== Selected extract ==
** Start **

Thursday, February 24, 2005

Just "Well, Well, Well"

Here's some more about the word well. My main posting on this topic is the extract from the book by David Crystal below. Thinking about Crystal's discussion of well in Middle- and Early Modern English, I wondered how Christopher Ricks would treat the topic and that led me to think about one of Ricks' passions, the lyrics of Bob Dylan. Hardly surprising that Dylan has used well extensively. It's an attrative word for song writers: lots of grammatic uses, amenable to interesting ambiguities of meaning, and, probably most important it's a sound that works well in song as well as poetry.

I limited myself to occurances of the phrase "well, well, well" because that's something you can search without getting overwhelmed by results and because it's just an interesting phrase.

Here's one part of Dylan's song, Well, Well, Well. Dylan just uses the watery noun form and obviously appreciates the rhyming potential:
Bob Dylan/Danny O'Keefe - Well, Well, Well
Dig your hole in the ground
All the way down to hell
'Til there ain't no more water
In the well, well, well
When you're down on your knees
With nothin' left to sell
Try diggin' a little deeper
In the well, well, well

======================

That phrase, "well, well, well" shows up in the blues quite frequently, mostly used to impart or reinforce emotions and sometimes, as below, calling to mind associations, as, this case, the idea of well-being (associated with the prase "die easy") that comes with the peace of death. Dylan did a cover of a song by Blind Willie Johnson that uses the word over and over.

** End **

== Entries shown ==
** Start **

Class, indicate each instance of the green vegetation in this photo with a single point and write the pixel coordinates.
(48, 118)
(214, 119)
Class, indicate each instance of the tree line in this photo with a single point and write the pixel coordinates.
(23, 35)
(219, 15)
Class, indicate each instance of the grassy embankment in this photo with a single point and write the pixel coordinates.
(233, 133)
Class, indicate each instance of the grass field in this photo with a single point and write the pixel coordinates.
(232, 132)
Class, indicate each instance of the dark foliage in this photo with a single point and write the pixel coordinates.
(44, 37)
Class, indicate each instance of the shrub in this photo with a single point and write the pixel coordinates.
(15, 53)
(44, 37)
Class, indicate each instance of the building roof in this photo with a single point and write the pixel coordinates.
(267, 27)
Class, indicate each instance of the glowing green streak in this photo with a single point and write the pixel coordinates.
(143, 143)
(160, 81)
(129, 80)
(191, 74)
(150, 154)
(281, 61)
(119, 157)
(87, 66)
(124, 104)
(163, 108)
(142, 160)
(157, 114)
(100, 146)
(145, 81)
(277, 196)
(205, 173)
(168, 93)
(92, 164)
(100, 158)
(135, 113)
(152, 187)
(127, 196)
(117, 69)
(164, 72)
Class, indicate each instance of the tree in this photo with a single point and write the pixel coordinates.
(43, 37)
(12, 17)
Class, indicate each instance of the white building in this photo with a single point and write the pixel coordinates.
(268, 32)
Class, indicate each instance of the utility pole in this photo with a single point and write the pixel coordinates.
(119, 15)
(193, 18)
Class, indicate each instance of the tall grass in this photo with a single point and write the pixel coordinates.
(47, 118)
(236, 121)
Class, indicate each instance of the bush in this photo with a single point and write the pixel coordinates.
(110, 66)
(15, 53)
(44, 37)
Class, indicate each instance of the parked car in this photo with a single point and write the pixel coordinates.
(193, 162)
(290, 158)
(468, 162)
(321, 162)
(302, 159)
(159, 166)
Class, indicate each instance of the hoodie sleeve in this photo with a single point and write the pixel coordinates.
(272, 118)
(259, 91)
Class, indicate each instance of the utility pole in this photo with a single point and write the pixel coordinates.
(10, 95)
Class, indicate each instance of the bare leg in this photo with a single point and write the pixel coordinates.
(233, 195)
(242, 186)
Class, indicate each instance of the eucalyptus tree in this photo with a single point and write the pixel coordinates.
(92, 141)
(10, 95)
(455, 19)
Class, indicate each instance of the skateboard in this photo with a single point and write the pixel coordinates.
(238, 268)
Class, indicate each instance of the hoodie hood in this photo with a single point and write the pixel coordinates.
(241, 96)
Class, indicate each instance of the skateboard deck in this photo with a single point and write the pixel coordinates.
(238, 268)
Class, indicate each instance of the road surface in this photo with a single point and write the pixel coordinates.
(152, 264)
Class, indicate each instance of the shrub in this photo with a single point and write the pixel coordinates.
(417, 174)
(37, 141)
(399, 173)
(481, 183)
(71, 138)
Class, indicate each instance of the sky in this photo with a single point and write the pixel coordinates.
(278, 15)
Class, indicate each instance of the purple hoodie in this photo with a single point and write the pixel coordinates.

** End **

== Challenges ==
a: Can you sum up the post on the word well in two sentences?
b: How would you recast the paragraph of the post on the word well that begins "Here's some more about the word well" as a short list that keeps its main facts?
Nothing in the records is needed here.

== Exercise solutions ==
a: Prompted by David Crystal's discussion of well in Middle and Early Modern English, the author thought of Christopher Ricks and his passion for Bob Dylan's lyrics, and chose to look only at the phrase "well, well, well." The post quotes part of Dylan's song Well, Well, Well, which uses the watery noun form and its rhyming potential, and notes that the phrase appears often in the blues to convey or reinforce emotion, as in a Blind Willie Johnson song that Dylan covered.

b:
- The author's main posting on the word well is an extract from a book by David Crystal.
- Crystal's discussion of well in Middle and Early Modern English led the author to wonder how Christopher Ricks would treat the topic, and from there to Ricks' passion, Bob Dylan's lyrics.
- Dylan has used well extensively.
- The word appeals to songwriters because it has many grammatical uses, lends itself to ambiguities of meaning, and, probably most important, has a sound that works in song and poetry.